[Photo object pointing records]
## START
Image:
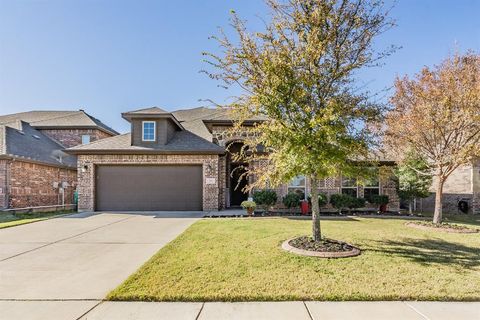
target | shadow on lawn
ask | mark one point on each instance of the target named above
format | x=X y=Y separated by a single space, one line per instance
x=431 y=251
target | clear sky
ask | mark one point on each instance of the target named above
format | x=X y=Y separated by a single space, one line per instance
x=111 y=56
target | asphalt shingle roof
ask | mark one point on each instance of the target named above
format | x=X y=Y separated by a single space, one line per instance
x=182 y=142
x=23 y=141
x=152 y=110
x=52 y=119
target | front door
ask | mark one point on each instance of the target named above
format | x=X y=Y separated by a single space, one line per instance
x=238 y=181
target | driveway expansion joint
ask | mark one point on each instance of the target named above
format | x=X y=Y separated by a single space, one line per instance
x=64 y=239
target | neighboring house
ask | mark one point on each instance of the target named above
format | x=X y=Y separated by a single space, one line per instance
x=34 y=171
x=463 y=185
x=178 y=161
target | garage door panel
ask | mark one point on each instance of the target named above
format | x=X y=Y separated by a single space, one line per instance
x=150 y=188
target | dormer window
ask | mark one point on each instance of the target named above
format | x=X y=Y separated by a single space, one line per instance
x=148 y=130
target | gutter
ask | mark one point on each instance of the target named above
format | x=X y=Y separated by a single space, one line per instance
x=30 y=160
x=141 y=152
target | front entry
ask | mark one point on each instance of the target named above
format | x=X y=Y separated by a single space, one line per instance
## END
_WHAT THE EXERCISE ASKS_: Print every line of the listing above word for word, keeping the pictures out of your copy.

_FINAL ANSWER_:
Image:
target | shadow on lawn
ask | mark one point on each instance of the target named above
format | x=X y=Y separated by a single space, one line per instance
x=431 y=251
target | clear sky
ask | mark one point on each instance of the target named above
format | x=X y=Y separated by a single space, one line per instance
x=111 y=56
target | asphalt shingle roof
ask | mark one point on each instance of the target named above
format | x=X y=Y separated by a single space, one line per instance
x=182 y=142
x=23 y=141
x=152 y=110
x=52 y=119
target | front door
ask | mark one point on each instance of the target named above
format | x=X y=Y separated by a single space, one line per instance
x=238 y=181
target | driveway expansion joint
ask | mark one point on each instance of the target named above
format | x=X y=Y separated by a single space, one line per instance
x=64 y=239
target | neighboring house
ask | mark one point on each instance of the target named above
format | x=X y=Y separated by a single space, one line per instance
x=34 y=171
x=463 y=185
x=178 y=161
target | garage door panel
ask | mark one point on each instance of the target named above
format | x=X y=Y separated by a single space, one line per instance
x=150 y=188
target | dormer window
ask | mark one point on each instance of the target named above
format | x=X y=Y separated by a single space, one line per instance
x=148 y=130
target | gutter
ask | mark one point on each instance of the target named above
format | x=X y=Y separated by a single space, one line per instance
x=30 y=160
x=141 y=152
target | front entry
ask | mark one point on each instance of the target named above
format | x=X y=Y separated by a single space, one line per instance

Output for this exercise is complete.